#### RECORDS SUPPLIED:
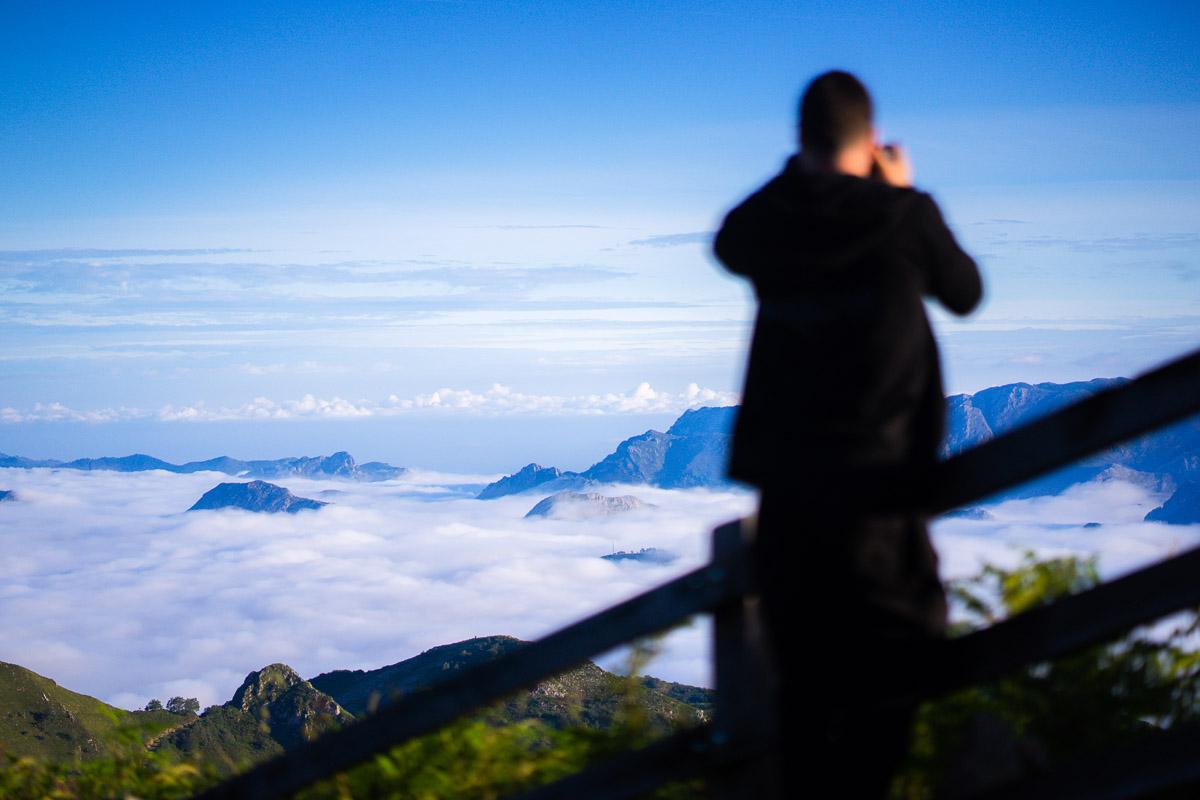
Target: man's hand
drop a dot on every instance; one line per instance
(893, 164)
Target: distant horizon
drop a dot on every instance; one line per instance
(243, 211)
(576, 444)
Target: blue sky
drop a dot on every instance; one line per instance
(274, 229)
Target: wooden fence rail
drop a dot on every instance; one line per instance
(731, 749)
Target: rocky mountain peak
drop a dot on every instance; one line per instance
(264, 686)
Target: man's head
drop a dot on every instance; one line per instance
(837, 130)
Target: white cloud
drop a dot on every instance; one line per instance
(496, 401)
(111, 589)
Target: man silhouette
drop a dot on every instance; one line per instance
(843, 397)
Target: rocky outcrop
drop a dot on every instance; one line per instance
(291, 707)
(255, 495)
(336, 465)
(1181, 509)
(645, 555)
(581, 505)
(693, 452)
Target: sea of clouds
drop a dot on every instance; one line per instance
(111, 588)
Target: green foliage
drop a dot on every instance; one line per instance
(485, 756)
(1049, 713)
(41, 720)
(481, 759)
(129, 771)
(183, 705)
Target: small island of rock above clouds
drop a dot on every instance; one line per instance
(255, 495)
(575, 505)
(645, 555)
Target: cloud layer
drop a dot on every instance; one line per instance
(108, 588)
(496, 401)
(112, 590)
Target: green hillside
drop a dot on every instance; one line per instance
(586, 695)
(42, 720)
(273, 710)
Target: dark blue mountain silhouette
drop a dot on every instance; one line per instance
(694, 450)
(255, 495)
(691, 452)
(340, 464)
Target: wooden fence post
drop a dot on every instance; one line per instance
(744, 715)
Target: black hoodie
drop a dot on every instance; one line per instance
(844, 371)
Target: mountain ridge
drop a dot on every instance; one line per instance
(340, 464)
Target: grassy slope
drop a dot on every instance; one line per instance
(587, 695)
(41, 719)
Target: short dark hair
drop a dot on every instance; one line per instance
(835, 109)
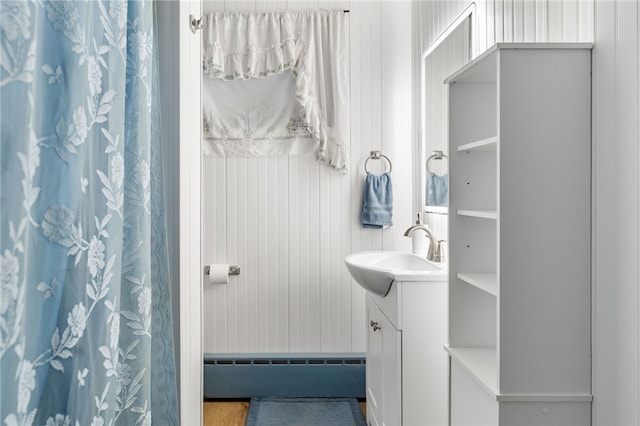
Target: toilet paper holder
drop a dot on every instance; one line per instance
(233, 270)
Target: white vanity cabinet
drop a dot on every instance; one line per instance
(520, 236)
(407, 370)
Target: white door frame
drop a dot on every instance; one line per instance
(190, 217)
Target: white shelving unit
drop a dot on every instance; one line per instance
(519, 236)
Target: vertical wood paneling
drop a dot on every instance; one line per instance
(288, 222)
(555, 18)
(541, 21)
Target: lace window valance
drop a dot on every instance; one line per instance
(276, 83)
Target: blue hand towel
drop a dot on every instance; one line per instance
(437, 189)
(377, 201)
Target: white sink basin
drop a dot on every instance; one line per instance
(376, 270)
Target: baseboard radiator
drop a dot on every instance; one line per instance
(235, 376)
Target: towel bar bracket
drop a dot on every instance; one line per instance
(377, 155)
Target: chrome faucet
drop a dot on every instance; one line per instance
(436, 251)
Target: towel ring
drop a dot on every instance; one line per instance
(435, 155)
(377, 155)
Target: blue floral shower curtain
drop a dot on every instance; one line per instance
(85, 303)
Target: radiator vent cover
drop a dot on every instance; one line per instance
(284, 375)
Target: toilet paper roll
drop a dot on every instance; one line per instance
(219, 274)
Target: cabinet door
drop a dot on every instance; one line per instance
(383, 369)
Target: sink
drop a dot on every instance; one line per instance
(375, 271)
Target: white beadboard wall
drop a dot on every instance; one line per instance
(288, 222)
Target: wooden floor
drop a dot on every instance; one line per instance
(232, 413)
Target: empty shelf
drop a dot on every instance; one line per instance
(488, 144)
(480, 363)
(484, 281)
(483, 214)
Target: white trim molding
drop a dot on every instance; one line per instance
(190, 219)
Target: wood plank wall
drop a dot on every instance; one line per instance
(288, 222)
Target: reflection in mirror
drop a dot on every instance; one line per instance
(448, 53)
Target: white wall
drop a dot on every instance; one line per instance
(616, 112)
(288, 222)
(613, 25)
(166, 19)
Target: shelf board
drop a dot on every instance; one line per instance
(488, 144)
(484, 281)
(436, 209)
(483, 214)
(480, 363)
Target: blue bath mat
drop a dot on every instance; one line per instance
(305, 412)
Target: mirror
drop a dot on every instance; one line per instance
(448, 53)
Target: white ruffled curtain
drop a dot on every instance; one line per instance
(255, 65)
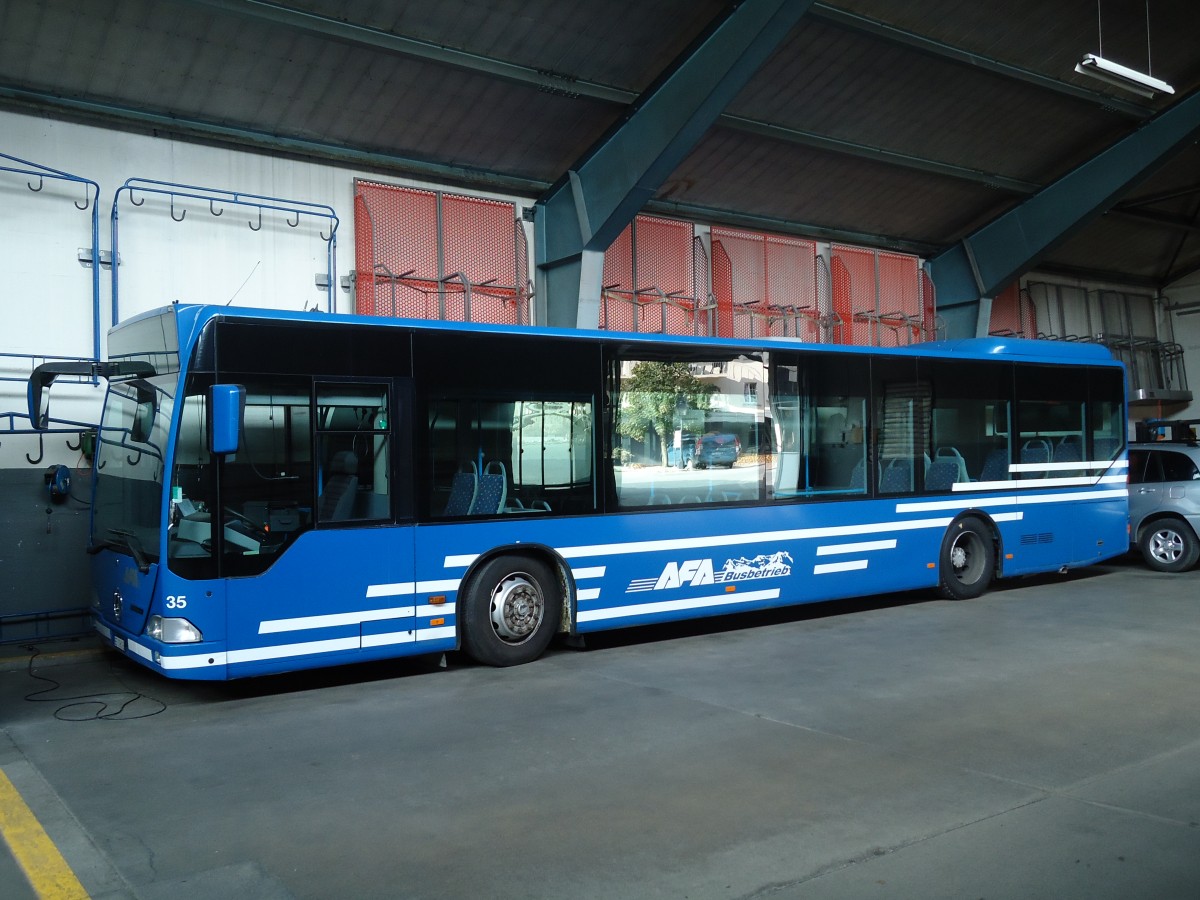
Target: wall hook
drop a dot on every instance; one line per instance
(41, 453)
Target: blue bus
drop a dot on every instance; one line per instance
(277, 491)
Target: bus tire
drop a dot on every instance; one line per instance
(1169, 545)
(967, 561)
(513, 610)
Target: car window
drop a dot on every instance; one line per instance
(1139, 463)
(1177, 467)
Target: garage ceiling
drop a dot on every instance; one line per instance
(897, 125)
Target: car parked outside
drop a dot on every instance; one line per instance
(717, 450)
(1164, 504)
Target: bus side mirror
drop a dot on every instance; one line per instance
(227, 417)
(144, 413)
(41, 378)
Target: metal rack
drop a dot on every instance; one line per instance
(215, 196)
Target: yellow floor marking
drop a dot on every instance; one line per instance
(36, 855)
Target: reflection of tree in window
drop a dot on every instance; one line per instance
(655, 396)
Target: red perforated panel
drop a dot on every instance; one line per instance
(437, 256)
(651, 279)
(771, 283)
(1013, 313)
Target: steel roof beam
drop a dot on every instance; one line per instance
(565, 85)
(990, 258)
(601, 192)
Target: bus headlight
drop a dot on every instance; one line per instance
(173, 630)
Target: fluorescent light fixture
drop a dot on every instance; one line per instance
(1123, 77)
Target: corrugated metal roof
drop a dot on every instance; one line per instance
(909, 124)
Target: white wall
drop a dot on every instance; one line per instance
(46, 293)
(1187, 334)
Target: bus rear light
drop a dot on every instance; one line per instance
(173, 630)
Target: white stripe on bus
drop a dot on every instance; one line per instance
(695, 603)
(300, 623)
(861, 547)
(402, 588)
(257, 654)
(720, 540)
(850, 565)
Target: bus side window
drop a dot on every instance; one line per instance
(353, 443)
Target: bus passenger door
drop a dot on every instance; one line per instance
(330, 577)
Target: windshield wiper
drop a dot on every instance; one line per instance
(135, 545)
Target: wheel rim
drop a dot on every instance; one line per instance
(1167, 545)
(967, 557)
(517, 607)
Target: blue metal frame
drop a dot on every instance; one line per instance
(46, 172)
(237, 198)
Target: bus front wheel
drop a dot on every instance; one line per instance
(513, 609)
(967, 561)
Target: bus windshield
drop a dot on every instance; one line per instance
(133, 433)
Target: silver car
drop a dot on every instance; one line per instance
(1164, 504)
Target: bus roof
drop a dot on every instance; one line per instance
(192, 317)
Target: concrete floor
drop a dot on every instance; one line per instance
(1043, 742)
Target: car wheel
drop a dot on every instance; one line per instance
(1169, 545)
(513, 610)
(967, 561)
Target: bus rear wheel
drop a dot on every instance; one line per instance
(513, 610)
(967, 561)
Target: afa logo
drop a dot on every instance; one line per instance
(695, 573)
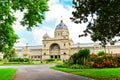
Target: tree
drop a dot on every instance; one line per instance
(33, 14)
(102, 16)
(9, 53)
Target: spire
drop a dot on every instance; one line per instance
(61, 19)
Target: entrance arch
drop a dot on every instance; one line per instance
(55, 51)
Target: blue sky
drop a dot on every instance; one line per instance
(57, 8)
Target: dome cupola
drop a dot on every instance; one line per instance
(61, 26)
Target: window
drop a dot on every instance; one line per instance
(38, 56)
(69, 44)
(44, 54)
(45, 45)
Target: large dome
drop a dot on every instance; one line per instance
(61, 26)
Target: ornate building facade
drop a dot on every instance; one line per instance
(61, 46)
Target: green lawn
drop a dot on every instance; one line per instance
(7, 73)
(97, 74)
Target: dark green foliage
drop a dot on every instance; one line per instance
(34, 11)
(64, 65)
(101, 53)
(19, 60)
(51, 59)
(102, 16)
(82, 57)
(106, 62)
(9, 53)
(1, 59)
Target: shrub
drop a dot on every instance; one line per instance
(105, 62)
(1, 59)
(64, 65)
(101, 53)
(19, 60)
(82, 57)
(51, 59)
(76, 66)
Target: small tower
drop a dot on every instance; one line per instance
(61, 31)
(46, 36)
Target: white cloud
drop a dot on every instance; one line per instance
(56, 10)
(21, 42)
(38, 34)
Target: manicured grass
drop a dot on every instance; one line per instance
(27, 63)
(7, 73)
(97, 74)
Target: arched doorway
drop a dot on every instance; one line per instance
(55, 51)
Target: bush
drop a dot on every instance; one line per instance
(1, 59)
(105, 62)
(51, 59)
(19, 60)
(64, 65)
(82, 57)
(77, 66)
(101, 53)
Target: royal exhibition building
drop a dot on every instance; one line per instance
(61, 46)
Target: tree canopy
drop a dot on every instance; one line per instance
(33, 14)
(102, 16)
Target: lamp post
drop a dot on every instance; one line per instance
(78, 46)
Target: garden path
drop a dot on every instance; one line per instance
(42, 72)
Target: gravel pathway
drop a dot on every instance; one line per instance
(42, 72)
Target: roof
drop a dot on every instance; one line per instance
(61, 26)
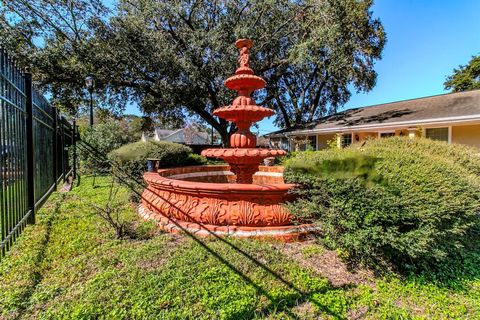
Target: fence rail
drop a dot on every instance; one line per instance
(34, 141)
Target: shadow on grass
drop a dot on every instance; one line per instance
(455, 280)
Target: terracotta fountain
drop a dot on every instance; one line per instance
(242, 198)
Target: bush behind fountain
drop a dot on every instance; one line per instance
(132, 157)
(411, 203)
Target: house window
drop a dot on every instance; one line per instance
(440, 134)
(346, 140)
(387, 134)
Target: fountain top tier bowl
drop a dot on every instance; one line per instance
(244, 158)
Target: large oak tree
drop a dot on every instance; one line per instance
(173, 56)
(466, 77)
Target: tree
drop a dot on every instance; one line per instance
(173, 56)
(466, 77)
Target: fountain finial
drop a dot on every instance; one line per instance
(244, 45)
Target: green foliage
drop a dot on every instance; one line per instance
(412, 203)
(104, 137)
(466, 77)
(132, 158)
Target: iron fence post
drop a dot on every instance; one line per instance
(30, 148)
(55, 146)
(74, 142)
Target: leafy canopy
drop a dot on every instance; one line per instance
(173, 56)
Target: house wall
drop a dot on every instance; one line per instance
(362, 136)
(469, 135)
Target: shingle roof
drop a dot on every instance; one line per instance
(445, 107)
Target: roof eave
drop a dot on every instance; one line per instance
(401, 124)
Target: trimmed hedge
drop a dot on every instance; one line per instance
(132, 157)
(413, 203)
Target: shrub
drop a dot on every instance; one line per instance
(413, 203)
(132, 157)
(104, 137)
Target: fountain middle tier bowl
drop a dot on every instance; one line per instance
(204, 200)
(250, 113)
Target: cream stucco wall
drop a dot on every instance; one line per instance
(469, 135)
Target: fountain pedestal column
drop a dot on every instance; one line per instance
(243, 158)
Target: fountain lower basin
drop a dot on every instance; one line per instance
(205, 200)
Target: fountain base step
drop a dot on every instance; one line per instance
(283, 233)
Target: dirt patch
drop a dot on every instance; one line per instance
(326, 263)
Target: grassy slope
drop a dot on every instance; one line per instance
(69, 266)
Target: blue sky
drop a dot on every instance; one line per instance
(426, 40)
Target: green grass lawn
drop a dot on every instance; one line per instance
(69, 266)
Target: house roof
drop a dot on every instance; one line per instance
(440, 109)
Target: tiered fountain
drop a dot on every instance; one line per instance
(240, 199)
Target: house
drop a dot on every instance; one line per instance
(190, 135)
(452, 117)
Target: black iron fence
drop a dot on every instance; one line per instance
(34, 142)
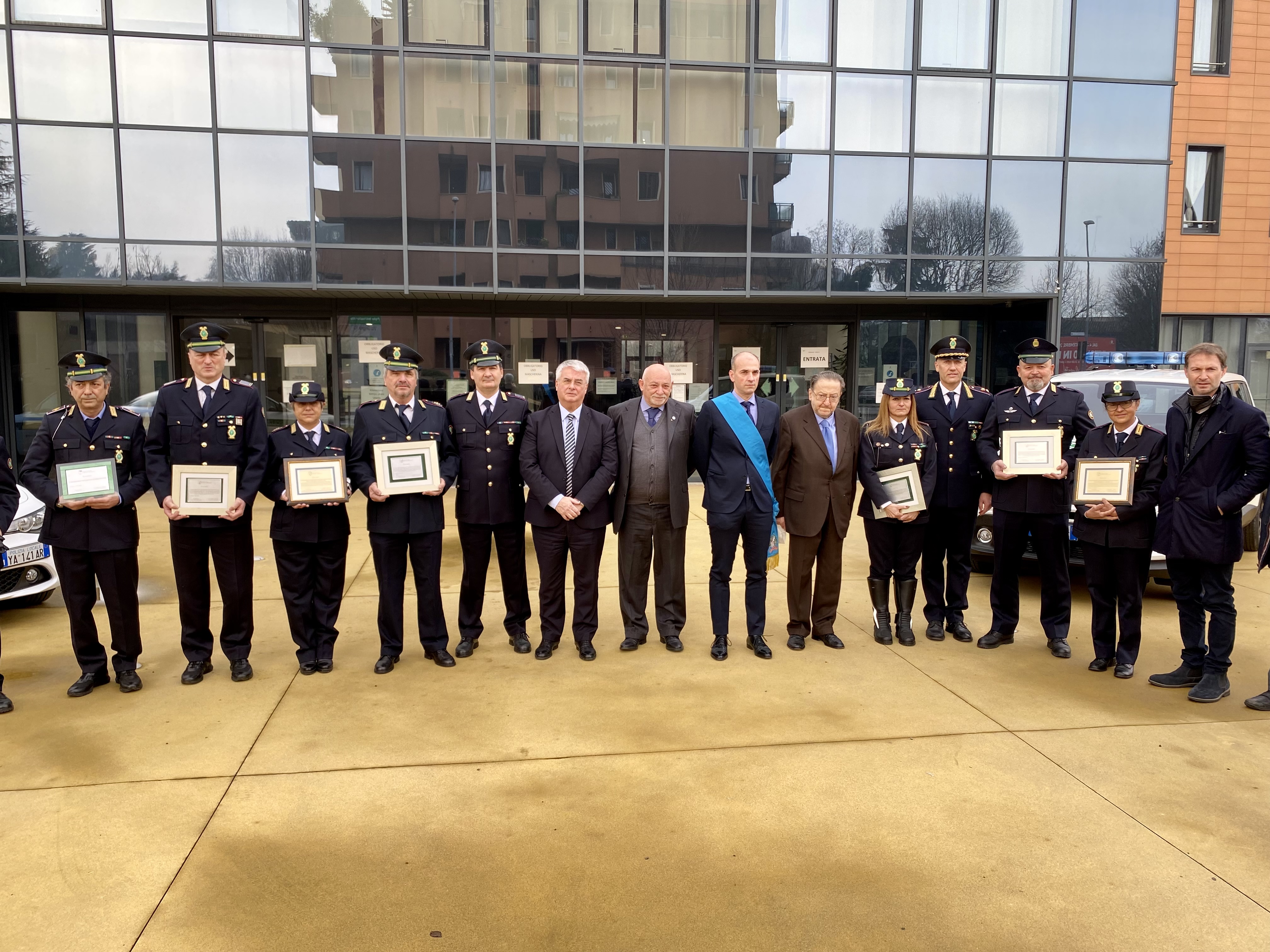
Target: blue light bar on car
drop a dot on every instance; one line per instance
(1135, 357)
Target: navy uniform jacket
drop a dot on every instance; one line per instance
(407, 513)
(1136, 529)
(879, 451)
(1202, 498)
(491, 489)
(229, 432)
(319, 522)
(961, 474)
(63, 439)
(723, 462)
(1011, 411)
(9, 496)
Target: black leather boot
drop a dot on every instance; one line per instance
(879, 591)
(905, 594)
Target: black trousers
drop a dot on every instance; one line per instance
(1199, 588)
(1050, 539)
(895, 547)
(949, 535)
(1117, 579)
(648, 539)
(752, 525)
(117, 573)
(232, 557)
(556, 546)
(312, 578)
(389, 550)
(508, 540)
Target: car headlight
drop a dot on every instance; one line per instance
(28, 524)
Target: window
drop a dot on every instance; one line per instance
(1202, 195)
(1211, 49)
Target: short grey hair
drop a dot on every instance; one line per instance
(826, 377)
(573, 366)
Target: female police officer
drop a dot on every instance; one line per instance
(895, 439)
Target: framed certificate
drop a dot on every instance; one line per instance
(903, 487)
(204, 490)
(315, 480)
(1105, 479)
(87, 480)
(1032, 452)
(407, 468)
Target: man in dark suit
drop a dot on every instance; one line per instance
(310, 542)
(1218, 461)
(488, 424)
(815, 479)
(956, 412)
(1033, 506)
(211, 421)
(9, 502)
(404, 524)
(738, 502)
(651, 507)
(569, 460)
(1117, 539)
(94, 539)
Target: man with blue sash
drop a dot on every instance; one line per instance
(733, 446)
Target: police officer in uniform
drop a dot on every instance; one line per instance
(896, 437)
(210, 421)
(94, 540)
(310, 541)
(1036, 506)
(9, 502)
(488, 424)
(954, 411)
(407, 522)
(1117, 539)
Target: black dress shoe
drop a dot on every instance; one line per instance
(129, 682)
(756, 644)
(195, 672)
(87, 682)
(386, 663)
(441, 658)
(995, 638)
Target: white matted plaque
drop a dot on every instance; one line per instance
(204, 490)
(407, 468)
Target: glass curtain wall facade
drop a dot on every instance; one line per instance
(634, 148)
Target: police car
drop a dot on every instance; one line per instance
(27, 573)
(1160, 382)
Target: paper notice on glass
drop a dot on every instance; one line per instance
(680, 372)
(531, 372)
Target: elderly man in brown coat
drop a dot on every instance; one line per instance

#### STATED TASK:
Beginning at the line where "Target: female police officer" appears, extract each line through the end of the data above; keep them exact and include nothing else.

#### THE OUTPUT:
Target: female police officer
drop a dot on every instance; one line per instance
(895, 439)
Target: framed certificate
drop a dot on every instance; one line per instance
(903, 487)
(204, 490)
(315, 480)
(1105, 479)
(87, 480)
(1032, 452)
(407, 468)
Target: man in dark suit
drop a dot on every instance; one line per instance
(310, 542)
(1218, 461)
(488, 424)
(815, 479)
(956, 412)
(1033, 506)
(211, 421)
(9, 502)
(404, 524)
(738, 502)
(651, 507)
(569, 460)
(1117, 539)
(94, 539)
Target: man with blue sash
drop a dot on every instance; one line per instance
(733, 446)
Target: police officer in uniform
drop a dot on every instance; one line per instance
(896, 437)
(210, 421)
(94, 540)
(310, 541)
(1036, 506)
(9, 502)
(488, 424)
(954, 411)
(407, 522)
(1117, 539)
Target: black dress shoe
drop a dot on every instance; one line per instance
(129, 682)
(756, 644)
(195, 672)
(87, 682)
(386, 663)
(441, 658)
(995, 638)
Target: white matted plaque
drop a dot on every instance; one line per instance
(204, 490)
(407, 468)
Target: glass curtain wall facade
drop a dot on every instance; one line per instance
(634, 148)
Target: police car
drop a dot on every instance; one line per instance
(27, 573)
(1160, 382)
Target: paper notice on glass
drop a dot on every instance; one line per instance
(680, 372)
(531, 372)
Target: elderly man in brown coat
drop a dot on every instance; one line per instance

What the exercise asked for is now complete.